Excerpt »

These 3 characters carry out similar functions. They specify how many times the pattern preceding it occurs.

“ * ” — The asterisk checks whether the preceding pattern occurs zero or more times.

“ + ” — Probably the most common metacharacter used in RegEx, the + sign checks whether the preceding pattern occurs one or more times.

Here, the + checks that the letter “ L ” occurs at least one time. Since it does, it matches all the ‘“ L ”s after it as well.

“ ? ” — The question mark checks whether the preceding character occurs zero or one times. However, this is rarely used as the use case is very specific.

RegEx Character Classes

Finally, let’s look at some character classes! The table below shows the most common character classes that you might use for RegEx!

The backslashes (“ \ ”) at the start allow us to indicate that the character that follows it is a special character and thus allow RegEx to perform operations on it.

\d and \D

\d matches any digit in the string. It has the same functionality as matching the pattern[0–9] .

\D matches any non-digit in the string. It helps to note that the capitalised version of the character class is basically the negation of the lowercase version. Anything that is not a number will be matched.

In the example, a + is added after the \D, meaning that it will match one or more occurrences of the non-digit character. RegEx will find the first occurrence of the non-digit character and match everything until it meets a digit character, which is 32412 in this case.

\w and \W

\w matches any word character. However, the term word character may be a little misleading over here. A word character in RegEx includes letters, numbers, and the underscore (“ _ ”) character. Therefore, you can also write it as the following [a-zA-Z0-9_] .

Here, the +sign helps us match every word in the text. This is one very common way of using the + sign!

Again, \W matches anything that is not the above characters.

\s and \S

\s matches any whitespace character. This includes spaces " " , new lines \n , and tabs \t .

\S will match anything that is not a whitespace character.

Dataset records »
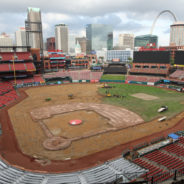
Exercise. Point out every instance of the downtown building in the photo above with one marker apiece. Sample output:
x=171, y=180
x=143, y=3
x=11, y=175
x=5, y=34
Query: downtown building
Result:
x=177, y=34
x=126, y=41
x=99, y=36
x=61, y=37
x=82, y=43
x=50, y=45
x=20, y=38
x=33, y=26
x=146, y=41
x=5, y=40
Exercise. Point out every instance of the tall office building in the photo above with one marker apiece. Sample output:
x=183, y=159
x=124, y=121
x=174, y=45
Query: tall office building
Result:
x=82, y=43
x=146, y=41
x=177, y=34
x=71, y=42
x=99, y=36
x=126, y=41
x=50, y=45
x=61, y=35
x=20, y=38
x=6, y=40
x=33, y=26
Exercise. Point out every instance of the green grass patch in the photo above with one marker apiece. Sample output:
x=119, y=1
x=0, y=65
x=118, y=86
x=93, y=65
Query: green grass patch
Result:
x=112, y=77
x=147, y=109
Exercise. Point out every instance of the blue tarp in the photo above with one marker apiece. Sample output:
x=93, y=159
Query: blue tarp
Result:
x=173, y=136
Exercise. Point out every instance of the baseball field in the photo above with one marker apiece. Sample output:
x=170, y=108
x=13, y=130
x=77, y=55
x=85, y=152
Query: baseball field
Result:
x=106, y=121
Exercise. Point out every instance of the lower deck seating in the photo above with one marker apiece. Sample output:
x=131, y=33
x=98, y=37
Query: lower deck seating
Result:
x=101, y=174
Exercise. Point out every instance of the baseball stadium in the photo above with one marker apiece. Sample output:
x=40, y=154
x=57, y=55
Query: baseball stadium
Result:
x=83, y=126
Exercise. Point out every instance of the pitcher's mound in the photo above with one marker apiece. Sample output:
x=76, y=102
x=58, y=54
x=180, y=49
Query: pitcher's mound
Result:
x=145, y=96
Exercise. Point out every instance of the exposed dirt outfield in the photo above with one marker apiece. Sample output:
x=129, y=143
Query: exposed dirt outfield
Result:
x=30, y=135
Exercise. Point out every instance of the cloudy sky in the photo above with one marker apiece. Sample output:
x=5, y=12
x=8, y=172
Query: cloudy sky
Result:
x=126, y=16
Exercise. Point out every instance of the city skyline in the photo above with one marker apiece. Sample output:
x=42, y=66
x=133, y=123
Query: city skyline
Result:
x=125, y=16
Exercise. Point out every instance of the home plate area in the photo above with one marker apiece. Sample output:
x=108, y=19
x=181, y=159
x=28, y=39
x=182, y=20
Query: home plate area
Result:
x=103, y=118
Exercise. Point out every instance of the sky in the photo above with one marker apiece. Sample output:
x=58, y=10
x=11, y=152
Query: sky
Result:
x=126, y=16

...

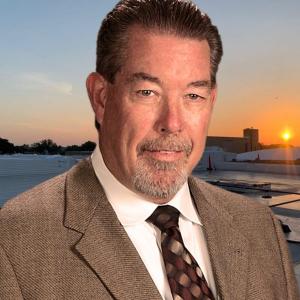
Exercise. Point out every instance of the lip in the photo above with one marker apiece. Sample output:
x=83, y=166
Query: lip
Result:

Description of the task »
Pick up the RegEx tutorial at the top of the page from its final sentence and continue it.

Task response »
Matching email addresses

Finally, Now that we have covered the fundamentals of RegEx, let us look at how we can use these tools that we have learnt to match email addresses!

This pattern [\w._%+-]+means that we want to match any word character, or characters like ".” “_" “%" “+” “-”. This is because those characters may sometimes appear in the username of the email! And the + sign at the end of the square brackets means we want to match it as many times as possible. Then, we want to match the “@” sign, followed by [\w.-]+, matching more word characters and additional characters. We would then want to match a single period using \., followed by any alphabet in upper or lowercase, matching them at least two times but not more than 4 times. This may seem very cryptic if you are not familiar with RegEx. However, I hope this makes sense to you now!

Conclusion

With those 3 sections of RegEx covered, you’ve probably caught a glimpse of just how powerful regex can be! With these RegEx tricks up your sleeve, you can now manipulate text. This is an essential first step to being able to perform Natural Language Processing (NLP), and uncover insights from textual data! Have fun!

Connect with me!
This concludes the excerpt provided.